## OBJECTIVE
Reproduce every line of the following material word for word.

## Material excerpted from a collection

_ _ _ _ _

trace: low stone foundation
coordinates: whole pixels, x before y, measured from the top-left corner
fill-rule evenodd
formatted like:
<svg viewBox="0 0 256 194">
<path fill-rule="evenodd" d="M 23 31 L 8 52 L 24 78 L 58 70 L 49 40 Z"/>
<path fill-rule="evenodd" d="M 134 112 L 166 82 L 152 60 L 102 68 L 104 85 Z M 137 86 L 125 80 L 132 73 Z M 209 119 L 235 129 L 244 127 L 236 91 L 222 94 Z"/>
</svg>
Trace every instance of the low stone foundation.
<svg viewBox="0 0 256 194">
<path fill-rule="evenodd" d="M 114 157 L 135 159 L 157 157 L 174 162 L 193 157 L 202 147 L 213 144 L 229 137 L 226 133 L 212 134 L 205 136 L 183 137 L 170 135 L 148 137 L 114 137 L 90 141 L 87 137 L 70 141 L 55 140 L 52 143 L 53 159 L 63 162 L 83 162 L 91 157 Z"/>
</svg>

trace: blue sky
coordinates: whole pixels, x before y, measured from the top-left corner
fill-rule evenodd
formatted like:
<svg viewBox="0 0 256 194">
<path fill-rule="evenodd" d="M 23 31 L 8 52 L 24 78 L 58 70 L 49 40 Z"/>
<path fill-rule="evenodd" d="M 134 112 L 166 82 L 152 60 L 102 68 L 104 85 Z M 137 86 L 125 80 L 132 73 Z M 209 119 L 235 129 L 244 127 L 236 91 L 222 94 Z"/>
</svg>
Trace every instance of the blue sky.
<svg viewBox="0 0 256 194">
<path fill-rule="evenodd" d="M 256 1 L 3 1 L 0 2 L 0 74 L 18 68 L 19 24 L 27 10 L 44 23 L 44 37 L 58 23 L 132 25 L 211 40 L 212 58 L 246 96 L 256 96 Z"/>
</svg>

_ _ _ _ _

## IN RESPONSE
trace: low stone foundation
coordinates: whole pixels, x before y, measured from the top-left corner
fill-rule evenodd
formatted like:
<svg viewBox="0 0 256 194">
<path fill-rule="evenodd" d="M 23 31 L 8 52 L 24 78 L 58 70 L 49 40 Z"/>
<path fill-rule="evenodd" d="M 134 112 L 166 82 L 152 60 L 102 68 L 104 85 Z M 137 86 L 125 80 L 132 73 Z M 209 119 L 235 129 L 244 127 L 236 91 L 222 94 Z"/>
</svg>
Trace every instance of the low stone foundation.
<svg viewBox="0 0 256 194">
<path fill-rule="evenodd" d="M 114 157 L 135 159 L 157 157 L 174 162 L 193 157 L 202 147 L 213 144 L 229 137 L 226 133 L 212 134 L 205 136 L 183 137 L 170 135 L 148 137 L 114 137 L 90 141 L 87 137 L 70 141 L 55 140 L 52 143 L 53 159 L 63 162 L 83 162 L 91 157 Z"/>
</svg>

trace: blue sky
coordinates: whole pixels, x before y, measured from the top-left corner
fill-rule evenodd
formatted like:
<svg viewBox="0 0 256 194">
<path fill-rule="evenodd" d="M 23 31 L 8 52 L 24 78 L 58 70 L 49 40 Z"/>
<path fill-rule="evenodd" d="M 134 112 L 166 82 L 152 60 L 102 68 L 104 85 Z M 137 86 L 125 80 L 132 73 Z M 209 119 L 235 129 L 244 127 L 236 91 L 222 94 Z"/>
</svg>
Trace every instance of the blue sky.
<svg viewBox="0 0 256 194">
<path fill-rule="evenodd" d="M 256 1 L 3 1 L 0 2 L 0 74 L 18 68 L 19 24 L 27 10 L 44 23 L 44 37 L 58 23 L 132 25 L 211 40 L 212 58 L 246 96 L 256 96 Z"/>
</svg>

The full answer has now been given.